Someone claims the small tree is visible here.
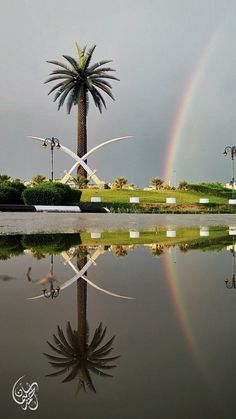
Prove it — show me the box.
[112,177,128,189]
[150,177,164,191]
[73,175,89,189]
[30,175,46,186]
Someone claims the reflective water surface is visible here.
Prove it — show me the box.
[0,226,236,419]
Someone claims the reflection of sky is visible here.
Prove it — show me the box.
[0,247,236,419]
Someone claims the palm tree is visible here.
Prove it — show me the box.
[44,322,119,393]
[112,177,128,189]
[44,248,119,392]
[72,176,89,189]
[31,175,47,186]
[150,177,164,191]
[45,43,119,176]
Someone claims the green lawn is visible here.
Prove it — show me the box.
[81,189,228,205]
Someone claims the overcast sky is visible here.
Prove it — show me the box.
[0,0,236,186]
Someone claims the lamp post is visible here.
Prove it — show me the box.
[223,145,236,196]
[42,255,60,299]
[225,237,236,289]
[43,137,61,181]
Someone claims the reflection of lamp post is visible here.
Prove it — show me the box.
[225,237,236,289]
[43,137,61,181]
[42,255,60,298]
[223,145,236,196]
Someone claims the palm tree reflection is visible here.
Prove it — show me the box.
[44,249,120,392]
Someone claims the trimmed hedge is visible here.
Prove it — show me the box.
[0,180,26,193]
[22,233,81,253]
[187,183,232,198]
[0,183,23,204]
[22,186,65,205]
[22,182,81,205]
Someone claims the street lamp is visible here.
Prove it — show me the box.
[223,145,236,196]
[42,137,61,181]
[225,236,236,289]
[42,255,60,298]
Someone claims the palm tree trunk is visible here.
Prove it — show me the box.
[77,90,87,178]
[77,256,87,350]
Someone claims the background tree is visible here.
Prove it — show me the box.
[73,175,89,189]
[30,175,47,185]
[179,180,188,191]
[112,177,128,189]
[0,175,11,182]
[45,43,119,177]
[150,177,164,191]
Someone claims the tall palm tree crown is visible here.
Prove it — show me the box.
[45,43,119,176]
[44,322,120,393]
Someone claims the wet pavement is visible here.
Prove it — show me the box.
[0,213,236,235]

» Directions for this task:
Please rewrite the records above as a numbered list, leaving out blank lines and the pictures.

» Answer to the exercise:
1. Someone claims the small tree is visible here.
2. Prove it — show me the box.
3. [112,177,128,189]
4. [150,177,164,191]
5. [73,175,89,189]
6. [30,175,46,186]
7. Someone claims the reflective water surface is visible here.
8. Prove it — show me the box.
9. [0,226,236,419]
10. Someone claims the reflection of sky is visible here.
11. Prove it — show me the box.
12. [0,247,236,419]
13. Someone claims the palm tree is visible here.
14. Prove it — show me the box.
15. [44,322,119,393]
16. [112,177,128,189]
17. [44,248,119,392]
18. [72,176,89,189]
19. [31,175,47,186]
20. [150,177,164,191]
21. [45,43,119,176]
22. Someone claims the green lawn is visible here.
23. Prove it — show me the box.
24. [81,189,228,205]
25. Someone claims the overcast sky is visible here.
26. Prove it — show me the box.
27. [0,0,236,186]
28. Someone claims the lamp post is visible here.
29. Prove it — show me the box.
30. [223,145,236,196]
31. [42,255,60,299]
32. [225,237,236,289]
33. [43,137,61,181]
34. Someone claims the reflection of lamp post is visible here.
35. Prove it — show me the box.
36. [225,237,236,289]
37. [43,137,61,181]
38. [42,255,60,298]
39. [223,145,236,196]
40. Someone claims the palm tree reflection is visible here.
41. Prove it — show me the box.
42. [44,249,120,392]
43. Someone claims the trimmed hedge is visible here.
44. Prove it — show me the box.
45. [0,180,26,193]
46. [22,233,81,253]
47. [187,183,232,198]
48. [0,183,23,204]
49. [22,186,65,205]
50. [22,182,81,205]
51. Someone claims the street lamp is visible here.
52. Prove it — show me the box.
53. [223,145,236,196]
54. [42,137,61,181]
55. [225,236,236,289]
56. [42,255,60,298]
57. Someone claims the palm tree trunk is visible here.
58. Prove it — show me the box.
59. [77,90,87,178]
60. [77,256,87,350]
61. Someone claims the background tree is visible here.
62. Prove it — show me the box.
63. [73,175,89,189]
64. [30,175,47,185]
65. [179,180,188,191]
66. [112,177,128,189]
67. [0,175,11,182]
68. [45,43,119,177]
69. [150,177,164,191]
70. Someone claims the tall palm tree crown is visible here.
71. Prove it — show me the box.
72. [45,43,119,176]
73. [44,322,120,393]
74. Someone claims the wet pavement is visible here.
75. Prove it — show me the box.
76. [0,213,236,235]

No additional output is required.